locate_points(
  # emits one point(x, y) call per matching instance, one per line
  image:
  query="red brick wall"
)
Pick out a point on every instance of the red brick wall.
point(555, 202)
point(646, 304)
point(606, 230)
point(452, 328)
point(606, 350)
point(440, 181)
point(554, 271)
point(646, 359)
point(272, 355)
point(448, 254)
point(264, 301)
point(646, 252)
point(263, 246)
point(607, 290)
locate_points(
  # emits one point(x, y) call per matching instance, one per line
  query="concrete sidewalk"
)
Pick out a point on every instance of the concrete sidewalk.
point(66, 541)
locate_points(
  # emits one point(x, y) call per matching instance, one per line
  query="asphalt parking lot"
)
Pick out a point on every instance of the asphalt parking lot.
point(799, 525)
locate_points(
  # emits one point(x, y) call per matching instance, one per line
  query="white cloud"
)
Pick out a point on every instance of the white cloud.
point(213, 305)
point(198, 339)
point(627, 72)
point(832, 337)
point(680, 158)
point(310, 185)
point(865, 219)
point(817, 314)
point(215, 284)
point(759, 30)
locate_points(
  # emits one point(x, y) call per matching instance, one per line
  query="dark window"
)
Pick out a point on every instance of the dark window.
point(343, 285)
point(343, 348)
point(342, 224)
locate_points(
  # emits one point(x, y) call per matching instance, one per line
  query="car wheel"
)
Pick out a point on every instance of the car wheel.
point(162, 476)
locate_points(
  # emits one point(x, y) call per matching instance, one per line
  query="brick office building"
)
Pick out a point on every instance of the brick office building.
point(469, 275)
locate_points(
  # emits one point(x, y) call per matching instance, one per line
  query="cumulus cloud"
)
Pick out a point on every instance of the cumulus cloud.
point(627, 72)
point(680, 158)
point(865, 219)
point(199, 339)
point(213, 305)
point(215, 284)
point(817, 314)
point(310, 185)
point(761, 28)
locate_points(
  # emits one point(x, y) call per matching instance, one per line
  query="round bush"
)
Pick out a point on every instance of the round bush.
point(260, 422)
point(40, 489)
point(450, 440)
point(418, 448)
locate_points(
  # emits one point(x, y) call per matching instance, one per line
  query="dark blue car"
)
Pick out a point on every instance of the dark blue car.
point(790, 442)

* The request:
Output the lines above verbatim and in full.

* Answer to this problem:
locate_points(
  # emits one point(x, y) call per matching instance, one per line
  image:
  query="red brick wall"
)
Pick out a point on every instance of the red brick wall.
point(555, 202)
point(646, 304)
point(606, 230)
point(452, 328)
point(606, 350)
point(440, 181)
point(554, 271)
point(646, 359)
point(272, 355)
point(448, 254)
point(264, 301)
point(646, 252)
point(263, 246)
point(607, 290)
locate_points(
  # emits one point(x, y) call per matching instance, one per line
  query="concrete sidewalk"
)
Pick out a point on every instance of the concrete sidewalk.
point(66, 541)
locate_points(
  # emits one point(x, y) call per matching instance, one per line
  query="asphalt parking lot"
)
Pick out a point on every instance of the asphalt parking lot.
point(799, 525)
locate_points(
  # emits one point(x, y) call per matching instance, one per line
  query="white cloud"
)
Pick out a point on every instance of the white cloud.
point(213, 305)
point(198, 339)
point(627, 72)
point(832, 337)
point(680, 158)
point(310, 185)
point(865, 219)
point(817, 314)
point(215, 284)
point(759, 30)
locate_points(
  # emits one point(x, y) call per matching instance, one per line
  query="dark window"
)
Pick out a point on every instance of the dark window.
point(343, 285)
point(343, 348)
point(342, 224)
locate_points(
  # emits one point(x, y) call per matching instance, one per line
  query="car wheel"
)
Pick out a point on every instance of the car wheel.
point(162, 476)
locate_points(
  # emits one point(x, y) call per matching instance, one per line
  query="brick office building"
)
Pick out a point on every instance of the brick office building.
point(469, 275)
locate_points(
  # emits one point(x, y) call per matching instance, one per line
  query="cumulus cloud"
)
Pick out a point on every instance of the cumulus cloud.
point(627, 72)
point(680, 158)
point(865, 219)
point(199, 339)
point(213, 305)
point(215, 284)
point(817, 314)
point(310, 185)
point(761, 28)
locate_points(
  # emits one point(x, y) call per matching instance, one per line
  query="round bush"
)
Pick out a point on every instance of the round bush.
point(260, 422)
point(40, 489)
point(450, 440)
point(418, 448)
locate_points(
  # emits one point(x, y) call per matching instance, one per line
  query="dark blue car"
)
Pick out a point on every instance of the dark blue car.
point(790, 442)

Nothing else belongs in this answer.